** Opening EXTRACT PROVIDED block **
Monday, October 23, 2006

when the rubber hits the road, you have different ideas

The above being a verbatim quote from a phone conversation this evening with a old friend of mine. Back in the day, she could be relied upon to take the unyielding radical environmentalist position whenever someone would talk about the possible importance of genetics for the determination of something.

Now, she's in the position of choosing an anonymous donor to father her baby. She has spent a few thousand hours poring over the profiles of different prospects. In the end, she decided to shell out extra so she can get the sperm of someone who is "in a professional school."

"What kind of professional school?"
"Pharmacy."
"Pharmacy? Pharmacy school counts for a sperm price premium?"
"Darling, pharmacy school is more difficult than anything you've ever done."

The other thing that was a big selling point for the donor was this photo of him from when he was a child. She e-mailed it to me; he is a cute kid, in a shifty, precocious-sociopath sort of way. He's standing at this toy lectern with an apple on it and this fake-o painted background of books behind him. Poseur. I'm presuming that when his mother took him to K-Mart to get it taken, she had little idea of how consequential that day was to her evolutionary fitness.

"I think you should pick someone with blue eyes."
"You think I should make it a sure thing I get someone with blue eyes."
"I think this guy doesn't look likely to have a blue-eyed recessive gene in him, so it's not far from a sure thing for brown eyes."
"You advocate for the propagation of blue eyes."
"Natural blue eyes are on their way to extinction. I just think so long as you are picking daddy out of a database, you could do your part to postpone the inevitable."
** Closing EXTRACT PROVIDED block **
▶ [EXERCISE DESCRIPTION]
Rewrite the blog post between "The other thing" and "her evolutionary fitness.", inclusive, with "lectern" replaced by "podium".
** Opening INFORMATION SUPPLIED block **
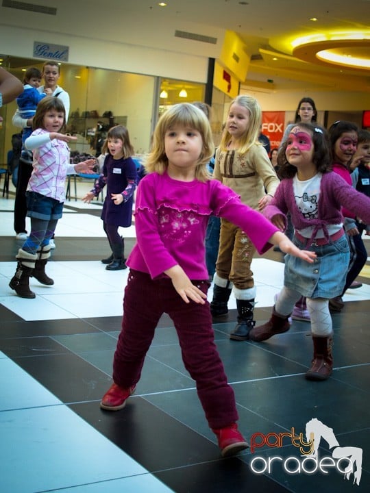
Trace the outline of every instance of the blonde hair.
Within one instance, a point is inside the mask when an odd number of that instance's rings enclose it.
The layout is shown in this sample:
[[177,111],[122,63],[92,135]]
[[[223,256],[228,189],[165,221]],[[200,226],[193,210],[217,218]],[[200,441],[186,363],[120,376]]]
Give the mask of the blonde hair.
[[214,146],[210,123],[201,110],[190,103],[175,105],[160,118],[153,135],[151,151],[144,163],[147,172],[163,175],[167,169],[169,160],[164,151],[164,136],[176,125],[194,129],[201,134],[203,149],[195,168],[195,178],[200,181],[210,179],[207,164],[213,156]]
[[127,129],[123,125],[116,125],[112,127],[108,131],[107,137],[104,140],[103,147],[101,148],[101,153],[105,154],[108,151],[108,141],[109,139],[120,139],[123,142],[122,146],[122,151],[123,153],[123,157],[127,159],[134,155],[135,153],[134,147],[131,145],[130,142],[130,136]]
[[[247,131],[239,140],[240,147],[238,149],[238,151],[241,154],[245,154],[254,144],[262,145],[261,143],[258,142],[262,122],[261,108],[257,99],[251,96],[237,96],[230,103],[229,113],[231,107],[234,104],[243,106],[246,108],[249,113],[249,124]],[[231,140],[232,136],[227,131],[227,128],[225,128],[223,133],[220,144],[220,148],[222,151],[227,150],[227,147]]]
** Closing INFORMATION SUPPLIED block **
** Opening INFORMATION SUPPLIED block **
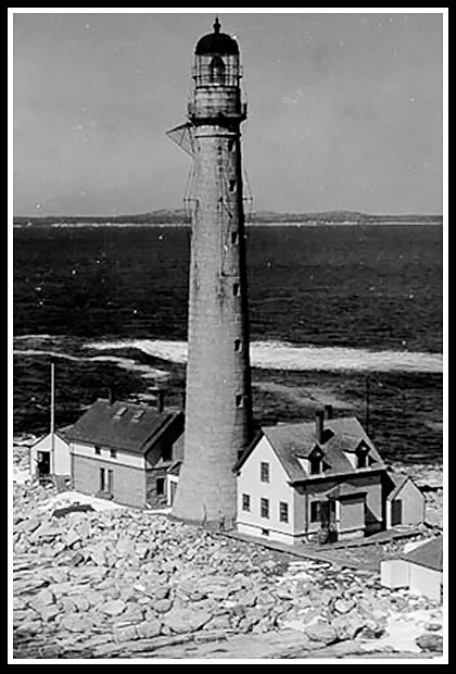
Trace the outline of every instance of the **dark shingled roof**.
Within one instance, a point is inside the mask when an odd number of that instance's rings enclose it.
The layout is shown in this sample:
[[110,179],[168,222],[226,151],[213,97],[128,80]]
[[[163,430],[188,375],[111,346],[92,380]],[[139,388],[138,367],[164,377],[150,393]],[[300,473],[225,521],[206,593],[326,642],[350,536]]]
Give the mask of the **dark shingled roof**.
** Closing INFORMATION SUPPLIED block **
▶ [WRITTEN RESPONSE]
The other thing that was a big selling point for the donor was this photo of him from when he was a child. She e-mailed it to me; he is a cute kid, in a shifty, precocious-sociopath sort of way. He's standing at this toy podium with an apple on it and this fake-o painted background of books behind him. Poseur. I'm presuming that when his mother took him to K-Mart to get it taken, she had little idea of how consequential that day was to her evolutionary fitness.